##### LISTING #####

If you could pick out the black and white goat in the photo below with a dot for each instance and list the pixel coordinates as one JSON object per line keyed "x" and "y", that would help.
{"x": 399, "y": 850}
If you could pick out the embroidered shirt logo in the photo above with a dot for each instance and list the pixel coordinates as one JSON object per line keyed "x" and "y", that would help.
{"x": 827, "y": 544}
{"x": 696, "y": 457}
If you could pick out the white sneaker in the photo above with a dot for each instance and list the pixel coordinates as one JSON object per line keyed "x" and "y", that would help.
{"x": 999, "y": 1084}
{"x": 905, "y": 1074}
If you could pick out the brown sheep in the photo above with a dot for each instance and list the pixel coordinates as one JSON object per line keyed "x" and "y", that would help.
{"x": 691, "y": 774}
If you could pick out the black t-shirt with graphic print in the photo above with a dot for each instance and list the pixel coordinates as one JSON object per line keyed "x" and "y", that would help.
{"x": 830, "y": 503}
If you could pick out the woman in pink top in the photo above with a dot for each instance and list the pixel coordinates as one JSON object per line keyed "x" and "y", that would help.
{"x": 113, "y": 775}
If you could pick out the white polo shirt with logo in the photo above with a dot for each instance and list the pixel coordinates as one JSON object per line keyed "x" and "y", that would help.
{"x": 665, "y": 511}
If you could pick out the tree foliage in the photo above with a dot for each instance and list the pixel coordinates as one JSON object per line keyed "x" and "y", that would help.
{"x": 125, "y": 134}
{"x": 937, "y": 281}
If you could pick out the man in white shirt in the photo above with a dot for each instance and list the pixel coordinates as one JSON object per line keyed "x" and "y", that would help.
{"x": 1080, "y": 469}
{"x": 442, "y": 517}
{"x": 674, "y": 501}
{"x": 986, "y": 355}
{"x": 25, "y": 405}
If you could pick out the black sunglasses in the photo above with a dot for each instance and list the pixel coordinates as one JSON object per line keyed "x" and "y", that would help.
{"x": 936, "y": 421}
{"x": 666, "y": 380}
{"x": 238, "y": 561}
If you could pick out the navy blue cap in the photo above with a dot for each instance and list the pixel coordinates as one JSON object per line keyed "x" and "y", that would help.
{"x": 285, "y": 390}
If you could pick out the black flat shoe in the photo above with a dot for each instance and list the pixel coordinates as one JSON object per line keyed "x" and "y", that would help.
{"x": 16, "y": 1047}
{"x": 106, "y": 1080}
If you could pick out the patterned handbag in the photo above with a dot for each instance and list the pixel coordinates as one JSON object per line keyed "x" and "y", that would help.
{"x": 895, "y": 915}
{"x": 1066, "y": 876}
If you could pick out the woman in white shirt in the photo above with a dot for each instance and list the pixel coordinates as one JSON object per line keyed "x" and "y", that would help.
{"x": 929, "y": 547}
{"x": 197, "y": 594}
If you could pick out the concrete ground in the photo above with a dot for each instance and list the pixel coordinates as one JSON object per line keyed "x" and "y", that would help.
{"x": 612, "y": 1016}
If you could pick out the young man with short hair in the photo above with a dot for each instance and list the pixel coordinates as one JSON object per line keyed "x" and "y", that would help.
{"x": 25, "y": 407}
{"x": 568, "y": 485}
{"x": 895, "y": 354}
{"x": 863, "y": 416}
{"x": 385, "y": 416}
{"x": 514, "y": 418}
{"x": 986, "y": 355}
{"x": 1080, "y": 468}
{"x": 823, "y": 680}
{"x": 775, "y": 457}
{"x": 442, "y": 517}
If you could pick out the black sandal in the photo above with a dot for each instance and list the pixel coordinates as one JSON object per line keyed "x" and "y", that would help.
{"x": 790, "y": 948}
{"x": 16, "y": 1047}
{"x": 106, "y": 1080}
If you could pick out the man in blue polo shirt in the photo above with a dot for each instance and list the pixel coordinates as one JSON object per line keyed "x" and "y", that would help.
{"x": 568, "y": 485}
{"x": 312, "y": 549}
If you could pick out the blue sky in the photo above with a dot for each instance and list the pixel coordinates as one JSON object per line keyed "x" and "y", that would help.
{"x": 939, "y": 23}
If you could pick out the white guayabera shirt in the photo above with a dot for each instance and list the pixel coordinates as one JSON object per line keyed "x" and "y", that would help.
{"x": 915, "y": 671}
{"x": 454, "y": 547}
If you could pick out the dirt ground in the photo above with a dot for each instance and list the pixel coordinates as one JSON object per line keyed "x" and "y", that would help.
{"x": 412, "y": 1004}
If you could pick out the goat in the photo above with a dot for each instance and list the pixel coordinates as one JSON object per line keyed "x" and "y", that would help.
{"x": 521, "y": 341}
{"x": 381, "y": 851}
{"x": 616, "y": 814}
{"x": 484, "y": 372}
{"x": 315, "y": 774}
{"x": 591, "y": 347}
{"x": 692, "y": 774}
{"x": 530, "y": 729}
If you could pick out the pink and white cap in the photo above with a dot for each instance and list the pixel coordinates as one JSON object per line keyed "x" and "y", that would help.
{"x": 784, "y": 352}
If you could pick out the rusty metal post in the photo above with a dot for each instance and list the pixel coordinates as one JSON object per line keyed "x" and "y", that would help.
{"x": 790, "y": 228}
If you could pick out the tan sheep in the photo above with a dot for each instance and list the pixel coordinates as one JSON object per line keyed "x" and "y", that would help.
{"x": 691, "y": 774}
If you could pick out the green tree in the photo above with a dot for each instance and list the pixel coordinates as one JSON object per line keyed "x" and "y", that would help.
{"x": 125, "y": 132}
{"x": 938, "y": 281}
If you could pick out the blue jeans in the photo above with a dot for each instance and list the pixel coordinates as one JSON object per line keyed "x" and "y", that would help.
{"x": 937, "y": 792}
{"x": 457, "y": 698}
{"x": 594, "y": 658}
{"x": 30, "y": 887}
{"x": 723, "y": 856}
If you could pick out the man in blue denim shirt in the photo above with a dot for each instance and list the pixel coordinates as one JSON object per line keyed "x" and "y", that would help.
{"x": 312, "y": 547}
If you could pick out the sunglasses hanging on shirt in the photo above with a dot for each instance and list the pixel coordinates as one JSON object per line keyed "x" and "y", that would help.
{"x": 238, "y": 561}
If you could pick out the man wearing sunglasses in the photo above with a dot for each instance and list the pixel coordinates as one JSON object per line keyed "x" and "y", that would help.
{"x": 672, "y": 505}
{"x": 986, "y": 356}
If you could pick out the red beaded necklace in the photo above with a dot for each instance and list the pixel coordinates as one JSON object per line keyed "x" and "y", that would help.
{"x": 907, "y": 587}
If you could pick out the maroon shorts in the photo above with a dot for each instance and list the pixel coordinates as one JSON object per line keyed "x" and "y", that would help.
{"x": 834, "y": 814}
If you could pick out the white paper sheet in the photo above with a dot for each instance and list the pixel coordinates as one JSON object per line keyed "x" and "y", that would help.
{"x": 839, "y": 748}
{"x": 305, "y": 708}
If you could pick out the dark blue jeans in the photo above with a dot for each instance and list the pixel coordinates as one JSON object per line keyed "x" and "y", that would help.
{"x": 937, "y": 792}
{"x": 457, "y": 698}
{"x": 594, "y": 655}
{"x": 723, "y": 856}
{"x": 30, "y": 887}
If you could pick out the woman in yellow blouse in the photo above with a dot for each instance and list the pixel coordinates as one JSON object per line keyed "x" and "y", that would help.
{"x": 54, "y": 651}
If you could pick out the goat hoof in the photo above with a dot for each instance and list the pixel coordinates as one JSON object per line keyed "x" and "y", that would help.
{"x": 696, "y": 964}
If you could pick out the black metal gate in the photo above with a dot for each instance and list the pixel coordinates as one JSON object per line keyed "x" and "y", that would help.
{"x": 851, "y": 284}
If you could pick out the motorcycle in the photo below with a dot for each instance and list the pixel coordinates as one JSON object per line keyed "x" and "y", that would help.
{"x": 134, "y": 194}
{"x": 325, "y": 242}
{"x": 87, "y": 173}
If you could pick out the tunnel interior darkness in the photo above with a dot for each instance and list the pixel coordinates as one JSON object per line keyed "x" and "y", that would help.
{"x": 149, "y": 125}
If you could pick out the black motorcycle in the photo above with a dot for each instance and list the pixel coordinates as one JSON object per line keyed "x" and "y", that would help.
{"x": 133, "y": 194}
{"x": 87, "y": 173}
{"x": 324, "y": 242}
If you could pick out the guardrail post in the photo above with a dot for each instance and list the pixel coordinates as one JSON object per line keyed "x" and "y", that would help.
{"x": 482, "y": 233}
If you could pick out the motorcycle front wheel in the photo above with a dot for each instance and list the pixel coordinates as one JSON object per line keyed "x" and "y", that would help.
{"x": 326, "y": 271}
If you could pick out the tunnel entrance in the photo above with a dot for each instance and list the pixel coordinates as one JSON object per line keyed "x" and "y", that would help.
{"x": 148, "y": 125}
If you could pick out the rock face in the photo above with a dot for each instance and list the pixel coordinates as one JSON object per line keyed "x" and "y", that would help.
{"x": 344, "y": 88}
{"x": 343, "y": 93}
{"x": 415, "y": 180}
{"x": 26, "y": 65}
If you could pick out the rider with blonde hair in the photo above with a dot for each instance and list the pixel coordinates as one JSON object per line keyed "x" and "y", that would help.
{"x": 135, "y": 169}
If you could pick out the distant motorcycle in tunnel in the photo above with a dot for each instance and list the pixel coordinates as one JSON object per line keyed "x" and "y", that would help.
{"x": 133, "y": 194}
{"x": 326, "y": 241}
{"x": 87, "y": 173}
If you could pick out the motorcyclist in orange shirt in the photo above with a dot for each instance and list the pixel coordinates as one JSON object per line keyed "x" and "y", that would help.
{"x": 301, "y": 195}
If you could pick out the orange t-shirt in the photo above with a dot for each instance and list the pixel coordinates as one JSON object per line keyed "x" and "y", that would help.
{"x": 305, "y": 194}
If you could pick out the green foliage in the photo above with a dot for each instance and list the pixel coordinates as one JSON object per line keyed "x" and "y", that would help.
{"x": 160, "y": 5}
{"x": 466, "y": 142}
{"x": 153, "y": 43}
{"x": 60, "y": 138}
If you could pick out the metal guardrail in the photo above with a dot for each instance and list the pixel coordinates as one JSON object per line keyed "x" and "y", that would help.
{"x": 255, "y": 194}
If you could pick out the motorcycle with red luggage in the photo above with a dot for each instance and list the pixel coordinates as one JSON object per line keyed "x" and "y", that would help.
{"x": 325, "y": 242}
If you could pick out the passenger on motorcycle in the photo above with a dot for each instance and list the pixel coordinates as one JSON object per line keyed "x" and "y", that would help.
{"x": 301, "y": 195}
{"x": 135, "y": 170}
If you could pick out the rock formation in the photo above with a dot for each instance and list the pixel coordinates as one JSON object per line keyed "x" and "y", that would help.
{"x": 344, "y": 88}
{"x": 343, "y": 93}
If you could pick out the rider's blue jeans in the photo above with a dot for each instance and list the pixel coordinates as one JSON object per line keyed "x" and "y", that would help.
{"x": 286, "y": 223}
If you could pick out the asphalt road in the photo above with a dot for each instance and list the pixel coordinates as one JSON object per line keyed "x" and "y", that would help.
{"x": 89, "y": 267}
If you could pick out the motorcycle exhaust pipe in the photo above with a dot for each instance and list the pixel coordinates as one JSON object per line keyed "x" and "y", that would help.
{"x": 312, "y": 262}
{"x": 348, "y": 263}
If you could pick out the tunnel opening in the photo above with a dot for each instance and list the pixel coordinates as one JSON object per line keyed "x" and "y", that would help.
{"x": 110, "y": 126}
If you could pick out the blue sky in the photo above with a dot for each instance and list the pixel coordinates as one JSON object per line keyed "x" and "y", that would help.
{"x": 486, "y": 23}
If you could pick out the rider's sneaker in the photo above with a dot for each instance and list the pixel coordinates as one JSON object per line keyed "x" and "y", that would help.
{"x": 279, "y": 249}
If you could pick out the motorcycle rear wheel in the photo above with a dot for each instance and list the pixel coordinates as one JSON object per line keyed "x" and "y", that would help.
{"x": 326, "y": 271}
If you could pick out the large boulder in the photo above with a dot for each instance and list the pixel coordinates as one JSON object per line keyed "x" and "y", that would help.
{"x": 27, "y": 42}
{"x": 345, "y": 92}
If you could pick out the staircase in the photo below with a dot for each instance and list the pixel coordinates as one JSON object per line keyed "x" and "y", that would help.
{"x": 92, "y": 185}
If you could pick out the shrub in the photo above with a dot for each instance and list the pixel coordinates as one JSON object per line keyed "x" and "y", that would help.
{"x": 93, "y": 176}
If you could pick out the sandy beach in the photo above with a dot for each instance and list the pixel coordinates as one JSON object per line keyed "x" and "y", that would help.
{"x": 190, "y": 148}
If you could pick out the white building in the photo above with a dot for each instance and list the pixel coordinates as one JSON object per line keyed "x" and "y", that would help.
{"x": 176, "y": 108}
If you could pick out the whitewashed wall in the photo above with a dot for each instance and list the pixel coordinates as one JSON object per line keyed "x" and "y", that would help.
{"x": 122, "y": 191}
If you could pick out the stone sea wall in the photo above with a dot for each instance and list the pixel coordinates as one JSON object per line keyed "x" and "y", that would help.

#####

WORK REQUIRED → Rewrite every line from the one containing "If you could pick out the motorcycle rear" through the end of the rows, requests included, and shift each x and y coordinate in the answers by -147.

TASK RESULT →
If you could pick out the motorcycle rear wheel in the photo above with a dot for each instance and list the pixel coordinates as one JSON object per line keyed "x" and "y", that would help.
{"x": 179, "y": 124}
If you could pick out the large boulder in the photo above with a dot for each instance and list the pixel coordinates as one JSON object per line keyed "x" and "y", that would help.
{"x": -120, "y": -105}
{"x": 198, "y": -55}
If you could pick out the staircase in the photo below with a dot for each instance and list the pixel coordinates as one JSON object per line keyed "x" and "y", that would help.
{"x": -55, "y": 38}
If you could pick out the shrub in the photo above with a dot for each instance and list the pixel coordinates as one JSON object per line keyed "x" and "y", that would help.
{"x": -54, "y": 29}
If you could pick out the sandy beach in the photo above with a dot for each instance and list the pixel coordinates as one JSON object per line keyed "x" and "y", that would help.
{"x": 43, "y": 1}
If you could pick out the white building in the photo above with a dot for each instance and list the pixel coordinates as one JSON object per line keyed "x" and "y", that would help.
{"x": 29, "y": -39}
If you could pick out the whitewashed wall in the photo above with a dot for each instance and list the pixel coordinates as one JSON object per line keyed "x" and "y", that would help.
{"x": -25, "y": 44}
If you could pick out the stone sea wall in the photo above with a dot for each instance and list the pixel coordinates as one JSON object per line keyed "x" and "y", that would help.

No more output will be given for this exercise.